[BEGIN DOCUMENT TEXT]

Drilling off the coast of California, Florida and elsewhere would
increase domestic oil production by 7 percent by 2030, according to the
Energy Information Administration.
But “because oil prices are determined on the international market…any
impact on average wellhead prices is expected to be insignificant.”
There is no short-term benefit to drilling, says the EIA, because it
would take at least five years for oil production to begin. (Source: Center for American Progress.)
On the other hand, Congress and George Bush could take a step
tomorrow that would create a drop in oil prices of between 25 and 50
percent overnight.
Republicans have shifted blame for high gas prices from
Bush to the Democrats and their opposition to offshore drilling, and
all it cost them was the credibility of Florida Gov. Charlie Crist
This is according to testimony before a Senate Committee two weeks ago
by Michael Greenberger, the former director of Trading & Markets
for the Commodities Future Trading Commission (CFTC), the government board that oversees commodities markets:
“Yes, overnight [closing the Enron Loophole] will bring down the
price of crude oil to get at least a 25 percent drop in the cost of oil
and a corresponding drop in the cost of gasoline. Some people estimate
50 percent.”
Greenberger’s testimony was brought to light by an investigation
into the Enron Loophole by Keith Olbermann on MSNBC’s “Countdown” last
week. (A transcript of Olbermann’s report follows.)
While it was a technical success, Enron On-Line was based on a
flawed business model that drained corporate revenues — even while the
company was manipulating the rates consumers paid for electricity in
California. Enron On-Line eventually drove the company into bankruptcy,
and the cooking of the books to hide its losses led to charges of
conspiracy and fraud against Enron executives.

[END DOCUMENT TEXT]
[BEGIN RECORDS FOR THE EXERCISE]

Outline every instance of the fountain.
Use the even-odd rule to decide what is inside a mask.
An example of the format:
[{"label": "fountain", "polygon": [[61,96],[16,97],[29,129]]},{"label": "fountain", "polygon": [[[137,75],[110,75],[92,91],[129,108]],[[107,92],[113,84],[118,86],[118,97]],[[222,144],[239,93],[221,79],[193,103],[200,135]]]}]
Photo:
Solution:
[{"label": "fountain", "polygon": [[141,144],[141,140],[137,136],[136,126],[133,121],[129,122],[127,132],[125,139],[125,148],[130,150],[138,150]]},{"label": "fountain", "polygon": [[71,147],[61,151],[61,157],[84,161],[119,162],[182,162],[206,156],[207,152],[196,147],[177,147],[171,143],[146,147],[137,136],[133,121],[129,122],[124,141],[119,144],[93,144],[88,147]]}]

[END RECORDS FOR THE EXERCISE]
[BEGIN RECORDS FOR THE EXERCISE]

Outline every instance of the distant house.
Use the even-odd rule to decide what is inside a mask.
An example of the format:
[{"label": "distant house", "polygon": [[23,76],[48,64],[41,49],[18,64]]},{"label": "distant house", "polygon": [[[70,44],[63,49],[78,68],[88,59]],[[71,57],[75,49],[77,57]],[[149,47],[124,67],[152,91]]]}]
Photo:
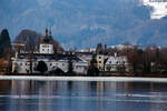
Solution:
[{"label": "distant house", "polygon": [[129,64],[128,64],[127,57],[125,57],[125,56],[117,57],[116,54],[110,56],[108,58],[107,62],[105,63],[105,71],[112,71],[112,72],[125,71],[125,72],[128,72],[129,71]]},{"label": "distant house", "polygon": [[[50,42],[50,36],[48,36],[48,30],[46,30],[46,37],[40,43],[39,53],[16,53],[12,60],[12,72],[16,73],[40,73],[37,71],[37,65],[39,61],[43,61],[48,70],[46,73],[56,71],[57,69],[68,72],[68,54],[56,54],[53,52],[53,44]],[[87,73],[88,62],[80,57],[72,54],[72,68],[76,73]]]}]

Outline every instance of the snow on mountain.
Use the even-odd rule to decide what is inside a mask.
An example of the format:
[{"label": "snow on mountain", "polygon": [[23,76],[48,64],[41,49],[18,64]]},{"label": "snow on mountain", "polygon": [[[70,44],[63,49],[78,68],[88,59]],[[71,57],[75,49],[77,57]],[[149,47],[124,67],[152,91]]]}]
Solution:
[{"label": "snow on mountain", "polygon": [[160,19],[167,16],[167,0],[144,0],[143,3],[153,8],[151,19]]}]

[END RECORDS FOR THE EXERCISE]
[BEGIN RECORDS FOR THE EXERCISE]

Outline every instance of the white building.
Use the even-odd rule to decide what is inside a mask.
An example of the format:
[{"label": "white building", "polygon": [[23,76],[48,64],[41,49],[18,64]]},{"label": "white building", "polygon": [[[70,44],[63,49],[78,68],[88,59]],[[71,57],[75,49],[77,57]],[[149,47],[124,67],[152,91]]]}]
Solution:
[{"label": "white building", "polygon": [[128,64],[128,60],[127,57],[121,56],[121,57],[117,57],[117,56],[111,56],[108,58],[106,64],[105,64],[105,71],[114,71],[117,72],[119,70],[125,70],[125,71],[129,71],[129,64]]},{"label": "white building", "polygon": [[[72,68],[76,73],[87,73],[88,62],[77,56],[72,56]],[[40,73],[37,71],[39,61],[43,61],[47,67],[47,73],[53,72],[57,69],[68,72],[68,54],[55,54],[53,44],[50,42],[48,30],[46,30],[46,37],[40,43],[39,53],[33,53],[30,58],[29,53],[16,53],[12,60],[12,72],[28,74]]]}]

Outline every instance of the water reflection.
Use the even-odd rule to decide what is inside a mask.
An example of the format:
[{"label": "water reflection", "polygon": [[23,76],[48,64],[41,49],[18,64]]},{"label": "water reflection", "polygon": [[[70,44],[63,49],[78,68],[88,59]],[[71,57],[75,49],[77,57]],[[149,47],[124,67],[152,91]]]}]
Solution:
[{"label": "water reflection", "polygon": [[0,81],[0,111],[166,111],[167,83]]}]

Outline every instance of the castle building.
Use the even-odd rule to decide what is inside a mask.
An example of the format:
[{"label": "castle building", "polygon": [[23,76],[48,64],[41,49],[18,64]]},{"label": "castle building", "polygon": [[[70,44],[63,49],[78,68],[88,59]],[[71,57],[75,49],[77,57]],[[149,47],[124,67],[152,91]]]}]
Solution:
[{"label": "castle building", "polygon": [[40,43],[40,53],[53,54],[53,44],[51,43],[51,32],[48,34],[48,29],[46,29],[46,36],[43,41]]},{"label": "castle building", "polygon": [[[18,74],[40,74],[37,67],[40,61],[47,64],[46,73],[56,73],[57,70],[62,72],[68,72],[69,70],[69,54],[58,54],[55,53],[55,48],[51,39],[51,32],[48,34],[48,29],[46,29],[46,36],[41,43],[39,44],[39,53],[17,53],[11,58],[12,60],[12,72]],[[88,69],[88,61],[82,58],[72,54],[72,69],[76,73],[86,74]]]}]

[END RECORDS FOR THE EXERCISE]

LIST OF TASKS:
1) In the article on offshore drilling, by how much would drilling off California, Florida and elsewhere raise domestic oil production by 2030, according to the Energy Information Administration?
2) Please gather every line of the listing that contains the word "water", treating case as significant.
The article and the listing have nothing to do with each other.

ANSWERS FOR THE EXERCISE:
1) By 7 percent.

2)
Outline every instance of the water reflection.
[{"label": "water reflection", "polygon": [[23,76],[48,64],[41,49],[18,64]]},{"label": "water reflection", "polygon": [[[70,44],[63,49],[78,68],[88,59]],[[71,57],[75,49],[77,57]],[[149,47],[124,67],[152,91]]]}]
[{"label": "water reflection", "polygon": [[0,81],[0,111],[166,111],[167,83]]}]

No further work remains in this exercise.